-- begin PAGE EXCERPT --

The fallout from the recent turmoil in the precious metals markets continues to rock markets. The data on the carnage that tore through gold prices Monday is still coming in and it's staggering. The 20-year 5-day rolling average indicates that the 15% plunge in gold was a 7 sigma drop, i.e. an event rare enough that it indicates something very strange is happening under the surface. So far, there is a lot of finger-pointing.

Goldman is blaming it all on the recent news that Cyprus is being forced to liquidate much of their gold holdings to cover their still-expanding bailout. Of course, this is the same Goldman that more than covered their $1450 short position from last week but refuses to close it out, instead lowering their target to $1400. Goldman posted a $2.2 billion 1st quarter profit on Tuesday, though, so they continue to laugh all the way to...themselves, I suppose.

Citigroup, meanwhile, is positing that the gold plunge “may” be related to “some break in technical levels” and a growing appetite for risk, which hardly sounds like an evidence-based analysis. And any number of establishment hacks are opining that this represents the bursting of the goldbugs' “bubble” and the final victory of Ben Bernanke and the QE-Infinity printing press gang.

-- end PAGE EXCERPT --
-- begin DATASET ENTRIES --

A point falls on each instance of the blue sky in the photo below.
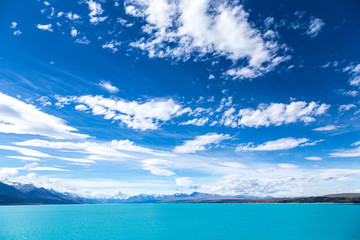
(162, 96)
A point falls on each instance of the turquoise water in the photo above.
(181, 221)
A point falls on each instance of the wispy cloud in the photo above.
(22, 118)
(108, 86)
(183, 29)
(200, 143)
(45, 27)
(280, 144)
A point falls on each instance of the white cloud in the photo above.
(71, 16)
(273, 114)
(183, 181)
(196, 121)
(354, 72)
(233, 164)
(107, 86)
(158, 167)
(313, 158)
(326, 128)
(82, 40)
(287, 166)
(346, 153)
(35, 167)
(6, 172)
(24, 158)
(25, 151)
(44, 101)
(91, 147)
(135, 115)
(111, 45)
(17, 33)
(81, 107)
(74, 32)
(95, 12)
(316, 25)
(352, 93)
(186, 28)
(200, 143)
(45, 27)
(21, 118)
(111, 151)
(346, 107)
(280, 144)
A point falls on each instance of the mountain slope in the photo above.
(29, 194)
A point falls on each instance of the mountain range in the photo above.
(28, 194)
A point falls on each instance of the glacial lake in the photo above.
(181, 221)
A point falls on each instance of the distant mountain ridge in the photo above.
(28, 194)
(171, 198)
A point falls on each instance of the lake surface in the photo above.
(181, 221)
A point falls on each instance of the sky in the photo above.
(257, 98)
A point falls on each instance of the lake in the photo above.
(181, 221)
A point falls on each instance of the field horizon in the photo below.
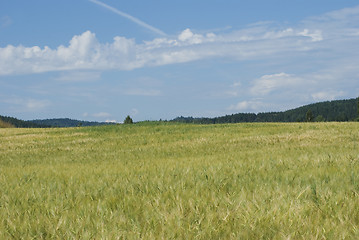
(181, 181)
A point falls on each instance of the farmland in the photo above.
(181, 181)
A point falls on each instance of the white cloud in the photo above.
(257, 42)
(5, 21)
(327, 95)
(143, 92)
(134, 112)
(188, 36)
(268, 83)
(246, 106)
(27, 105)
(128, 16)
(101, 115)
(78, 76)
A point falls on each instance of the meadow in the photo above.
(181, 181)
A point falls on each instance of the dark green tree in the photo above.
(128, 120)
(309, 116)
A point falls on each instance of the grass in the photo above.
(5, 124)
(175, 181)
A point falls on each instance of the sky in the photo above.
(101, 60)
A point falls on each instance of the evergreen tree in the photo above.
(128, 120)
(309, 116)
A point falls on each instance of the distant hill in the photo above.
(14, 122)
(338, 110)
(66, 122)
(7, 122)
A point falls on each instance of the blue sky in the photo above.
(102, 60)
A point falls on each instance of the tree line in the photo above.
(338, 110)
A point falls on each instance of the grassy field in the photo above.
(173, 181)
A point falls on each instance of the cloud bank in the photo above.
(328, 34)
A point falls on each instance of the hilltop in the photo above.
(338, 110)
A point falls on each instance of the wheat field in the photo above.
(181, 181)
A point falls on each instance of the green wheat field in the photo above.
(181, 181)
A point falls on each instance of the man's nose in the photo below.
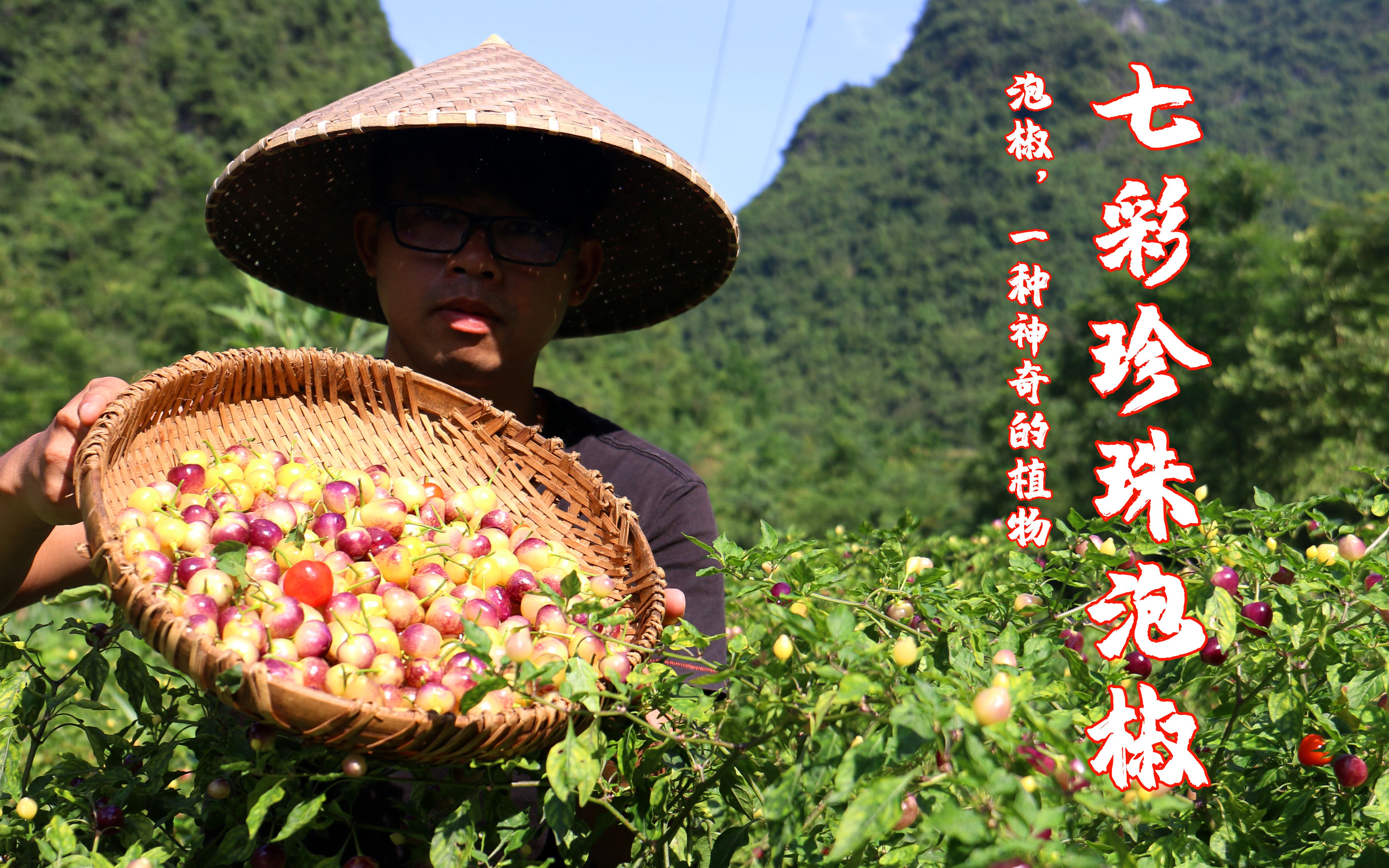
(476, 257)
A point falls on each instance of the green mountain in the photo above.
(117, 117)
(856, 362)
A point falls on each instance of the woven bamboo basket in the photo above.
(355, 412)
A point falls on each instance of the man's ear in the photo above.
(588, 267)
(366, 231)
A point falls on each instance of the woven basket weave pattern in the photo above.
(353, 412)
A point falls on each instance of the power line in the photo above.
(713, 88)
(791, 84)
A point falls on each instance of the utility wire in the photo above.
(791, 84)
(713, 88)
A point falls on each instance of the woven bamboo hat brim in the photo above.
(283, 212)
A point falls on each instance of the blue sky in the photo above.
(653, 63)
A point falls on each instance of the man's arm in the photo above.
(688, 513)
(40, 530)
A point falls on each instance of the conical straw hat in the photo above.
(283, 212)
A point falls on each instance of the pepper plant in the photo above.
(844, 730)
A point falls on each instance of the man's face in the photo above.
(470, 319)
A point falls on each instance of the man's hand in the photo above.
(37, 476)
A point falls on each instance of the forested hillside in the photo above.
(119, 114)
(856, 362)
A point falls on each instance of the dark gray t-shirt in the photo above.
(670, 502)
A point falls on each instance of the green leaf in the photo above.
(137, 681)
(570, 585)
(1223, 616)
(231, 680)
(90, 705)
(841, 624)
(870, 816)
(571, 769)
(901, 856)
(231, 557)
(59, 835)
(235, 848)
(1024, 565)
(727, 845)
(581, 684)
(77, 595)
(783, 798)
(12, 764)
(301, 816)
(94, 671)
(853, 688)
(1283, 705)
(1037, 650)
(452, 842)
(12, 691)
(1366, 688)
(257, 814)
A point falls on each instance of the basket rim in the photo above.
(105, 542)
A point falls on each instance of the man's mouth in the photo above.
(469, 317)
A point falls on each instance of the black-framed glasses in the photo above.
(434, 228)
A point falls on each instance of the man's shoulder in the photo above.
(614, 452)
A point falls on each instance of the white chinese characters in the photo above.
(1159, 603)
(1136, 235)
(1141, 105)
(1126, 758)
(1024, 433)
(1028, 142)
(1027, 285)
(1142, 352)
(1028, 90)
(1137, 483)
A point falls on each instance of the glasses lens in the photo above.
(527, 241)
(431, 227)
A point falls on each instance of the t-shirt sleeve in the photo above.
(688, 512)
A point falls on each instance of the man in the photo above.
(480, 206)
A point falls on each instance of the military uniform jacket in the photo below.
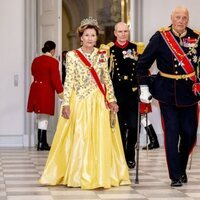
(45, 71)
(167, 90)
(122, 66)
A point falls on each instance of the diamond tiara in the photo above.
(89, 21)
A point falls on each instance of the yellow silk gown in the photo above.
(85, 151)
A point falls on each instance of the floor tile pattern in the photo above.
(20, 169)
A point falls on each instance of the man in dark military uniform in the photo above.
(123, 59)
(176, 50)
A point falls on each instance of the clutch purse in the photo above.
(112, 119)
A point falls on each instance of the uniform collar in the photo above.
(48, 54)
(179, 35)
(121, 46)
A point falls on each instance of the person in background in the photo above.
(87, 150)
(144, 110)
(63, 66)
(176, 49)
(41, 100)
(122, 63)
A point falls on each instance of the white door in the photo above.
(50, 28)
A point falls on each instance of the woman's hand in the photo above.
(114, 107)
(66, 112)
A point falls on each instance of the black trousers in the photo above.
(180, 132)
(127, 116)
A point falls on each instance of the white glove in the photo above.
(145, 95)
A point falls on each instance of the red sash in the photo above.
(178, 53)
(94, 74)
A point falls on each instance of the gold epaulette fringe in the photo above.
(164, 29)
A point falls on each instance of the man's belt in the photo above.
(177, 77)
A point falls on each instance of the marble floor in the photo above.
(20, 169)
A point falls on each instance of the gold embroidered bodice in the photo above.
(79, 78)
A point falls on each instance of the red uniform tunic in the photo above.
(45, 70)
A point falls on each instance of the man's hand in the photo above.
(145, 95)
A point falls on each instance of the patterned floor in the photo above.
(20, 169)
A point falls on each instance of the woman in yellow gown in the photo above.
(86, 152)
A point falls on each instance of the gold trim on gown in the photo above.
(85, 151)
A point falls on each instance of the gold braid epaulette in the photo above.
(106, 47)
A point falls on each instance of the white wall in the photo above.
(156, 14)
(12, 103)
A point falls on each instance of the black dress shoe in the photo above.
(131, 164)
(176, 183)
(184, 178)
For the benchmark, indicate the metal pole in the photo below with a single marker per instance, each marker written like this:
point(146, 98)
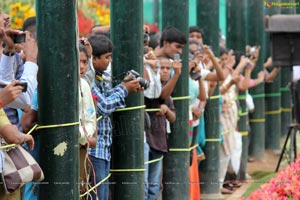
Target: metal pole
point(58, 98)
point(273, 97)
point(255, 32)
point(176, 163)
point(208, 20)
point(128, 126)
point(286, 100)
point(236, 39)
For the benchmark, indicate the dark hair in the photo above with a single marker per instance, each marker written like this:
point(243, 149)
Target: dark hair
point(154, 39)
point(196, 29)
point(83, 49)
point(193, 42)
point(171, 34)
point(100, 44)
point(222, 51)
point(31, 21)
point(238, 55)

-- end DATASET ENTRIES --

INSTRUCTION 1: Can you give the gold commentary again from "The fallout from" up to and including "to...themselves, I suppose.", switching "Goldman" to "Goldman Sachs"?
INSTRUCTION 2: Can you sum up the gold commentary in two sentences?

FULL ANSWER 1:
The fallout from the recent turmoil in the precious metals markets continues to rock markets. The data on the carnage that tore through gold prices Monday is still coming in and it's staggering. The 20-year 5-day rolling average indicates that the 15% plunge in gold was a 7 sigma drop, i.e. an event rare enough that it indicates something very strange is happening under the surface. So far, there is a lot of finger-pointing.

Goldman Sachs is blaming it all on the recent news that Cyprus is being forced to liquidate much of their gold holdings to cover their still-expanding bailout. Of course, this is the same Goldman Sachs that more than covered their $1450 short position from last week but refuses to close it out, instead lowering their target to $1400. Goldman Sachs posted a $2.2 billion 1st quarter profit on Tuesday, though, so they continue to laugh all the way to...themselves, I suppose.

FULL ANSWER 2: Gold plunged 15% on Monday, which the 20-year 5-day rolling average marks as a 7 sigma drop, rare enough to suggest that something very strange is happening under the surface. Goldman blames Cyprus being forced to sell much of its gold to cover its bailout, Citigroup points to a possible break in technical levels and a growing appetite for risk, and establishment commentators call it the bursting of the goldbugs' "bubble."